Differential Calculus

Differential calculus focuses on solving the problem of finding the rate of change of a function with respect to the other variables. To find the optimal solution, derivatives are used to calculate the maxima and minima values of a function. Differential helps in the study of the limit of a quotient, dealing with variables such as x and y, functions f(x), and the corresponding changes in the variables x and y. The notations dy and dx are known as differentials. The process used to find the derivatives is called differentiation. The derivative of a function, y with respect to variable x, is represented by dy/dx or f’(x).

Limits

Limit helps in calculating the degree of closeness to any value or the approaching term. A limit is normally expressed using the limit formula as,

lim_x→cf(x) = A

This expression is read as “the limit of f of x as x approaches c equals A”.

Derivatives

Derivatives represent the instantaneous rate of change of a quantity with respect to the other. The derivative of a function is represented as:

lim_x→h[f(x + h) − f(x)]/h = A

Continuity

A function f(x) is said to be continuous at a particular point x = a, if the following three conditions are satisfied –

• f(a) is defined
• lim_x→af(x) exists
• lim_x→a⁻ f(x) = lim_x→a⁺ f(x) = f(a)

Continuity and Differentiability

A function is always continuous if it is differentiable at any point, whereas the vice-versa for this condition is not always true.

________________________

→ WORK TO BE COMPLETED
Can you reproduce the whole differential calculus text word for word, from its heading to its final sentence? The items that come next have no connection to the differential calculus text.

→ DATA EXCERPTS
________________________

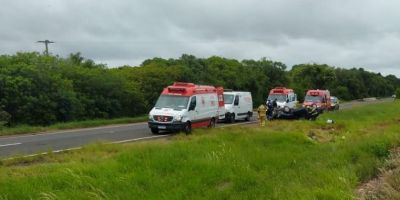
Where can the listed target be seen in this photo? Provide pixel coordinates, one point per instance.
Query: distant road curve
(73, 139)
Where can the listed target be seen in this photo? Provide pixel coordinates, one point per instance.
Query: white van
(238, 105)
(284, 97)
(184, 106)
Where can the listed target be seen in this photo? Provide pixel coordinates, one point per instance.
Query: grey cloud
(358, 33)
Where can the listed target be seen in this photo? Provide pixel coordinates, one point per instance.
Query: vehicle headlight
(178, 118)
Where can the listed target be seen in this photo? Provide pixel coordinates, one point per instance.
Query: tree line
(39, 89)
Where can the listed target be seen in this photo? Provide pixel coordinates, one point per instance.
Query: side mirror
(192, 106)
(236, 102)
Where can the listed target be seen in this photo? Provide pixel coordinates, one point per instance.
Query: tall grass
(285, 160)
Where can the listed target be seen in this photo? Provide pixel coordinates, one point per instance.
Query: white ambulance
(238, 105)
(183, 106)
(284, 97)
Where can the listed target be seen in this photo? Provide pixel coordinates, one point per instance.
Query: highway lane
(60, 140)
(72, 139)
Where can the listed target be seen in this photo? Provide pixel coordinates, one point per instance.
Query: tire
(155, 130)
(248, 117)
(232, 118)
(188, 128)
(212, 123)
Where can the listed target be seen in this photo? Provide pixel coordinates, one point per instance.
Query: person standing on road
(262, 111)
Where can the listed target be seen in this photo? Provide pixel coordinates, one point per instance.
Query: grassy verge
(285, 160)
(22, 129)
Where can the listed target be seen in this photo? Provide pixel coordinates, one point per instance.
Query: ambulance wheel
(188, 128)
(248, 117)
(154, 130)
(232, 118)
(212, 123)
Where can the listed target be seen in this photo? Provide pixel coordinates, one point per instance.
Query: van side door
(192, 109)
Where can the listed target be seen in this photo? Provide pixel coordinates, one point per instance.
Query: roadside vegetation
(36, 89)
(284, 160)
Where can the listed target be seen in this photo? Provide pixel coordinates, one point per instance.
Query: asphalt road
(72, 139)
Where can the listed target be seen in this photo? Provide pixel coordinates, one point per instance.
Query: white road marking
(6, 145)
(77, 148)
(71, 130)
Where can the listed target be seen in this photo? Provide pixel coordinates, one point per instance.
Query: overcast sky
(344, 33)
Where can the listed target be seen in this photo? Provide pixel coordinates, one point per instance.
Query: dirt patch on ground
(387, 184)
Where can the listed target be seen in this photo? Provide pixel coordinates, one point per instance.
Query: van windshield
(278, 97)
(172, 101)
(310, 98)
(228, 98)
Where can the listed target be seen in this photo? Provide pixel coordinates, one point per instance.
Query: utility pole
(46, 43)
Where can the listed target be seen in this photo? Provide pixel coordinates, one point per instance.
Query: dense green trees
(40, 89)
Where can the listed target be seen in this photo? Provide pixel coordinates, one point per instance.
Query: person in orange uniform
(262, 112)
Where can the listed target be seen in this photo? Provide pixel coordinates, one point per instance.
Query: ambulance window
(192, 105)
(236, 103)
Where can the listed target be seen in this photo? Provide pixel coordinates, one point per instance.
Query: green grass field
(23, 129)
(285, 160)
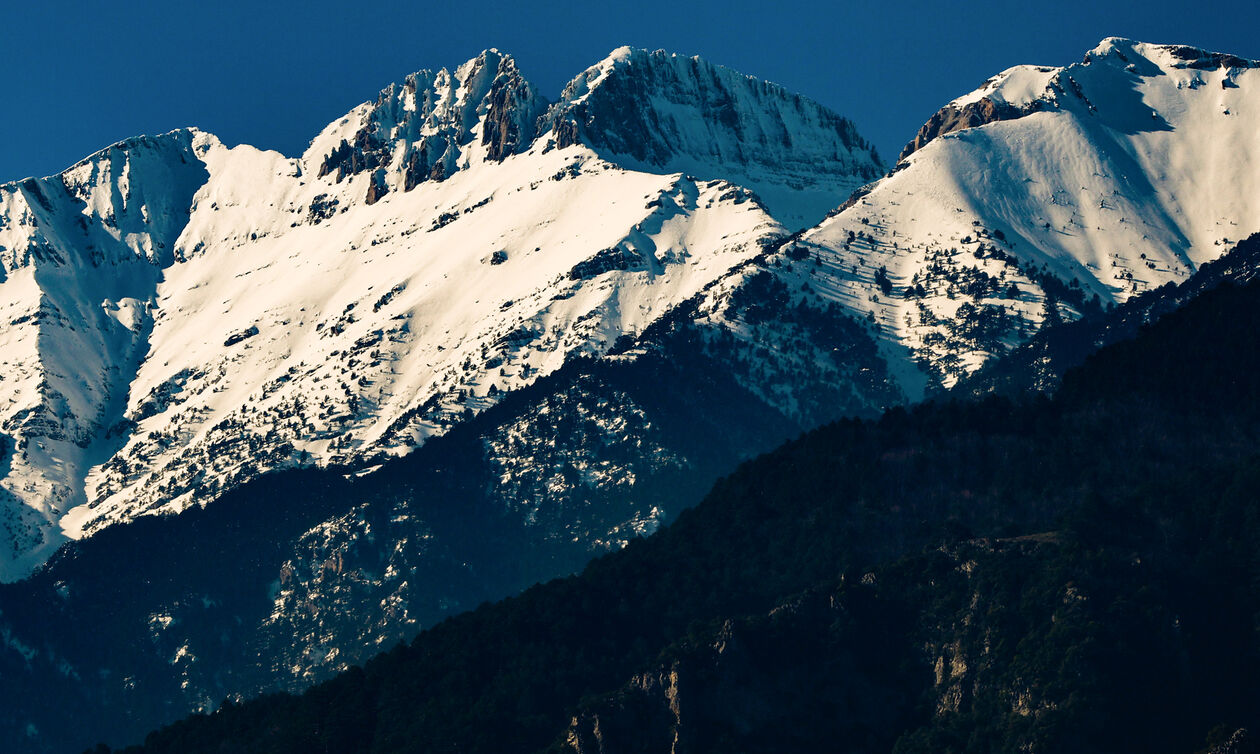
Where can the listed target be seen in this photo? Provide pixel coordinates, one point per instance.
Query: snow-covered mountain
(626, 288)
(183, 315)
(1046, 192)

________________________

→ RESPONSE TO THIS TASK
Differential Calculus

Differential calculus focuses on solving the problem of finding the rate of change of a function with respect to the other variables. To find the optimal solution, derivatives are used to calculate the maxima and minima values of a function. Differential helps in the study of the limit of a quotient, dealing with variables such as x and y, functions f(x), and the corresponding changes in the variables x and y. The notations dy and dx are known as differentials. The process used to find the derivatives is called differentiation. The derivative of a function, y with respect to variable x, is represented by dy/dx or f’(x).

Limits

Limit helps in calculating the degree of closeness to any value or the approaching term. A limit is normally expressed using the limit formula as,

lim_x→cf(x) = A

This expression is read as “the limit of f of x as x approaches c equals A”.

Derivatives

Derivatives represent the instantaneous rate of change of a quantity with respect to the other. The derivative of a function is represented as:

lim_x→h[f(x + h) − f(x)]/h = A

Continuity

A function f(x) is said to be continuous at a particular point x = a, if the following three conditions are satisfied –

• f(a) is defined
• lim_x→af(x) exists
• lim_x→a⁻ f(x) = lim_x→a⁺ f(x) = f(a)

Continuity and Differentiability

A function is always continuous if it is differentiable at any point, whereas the vice-versa for this condition is not always true.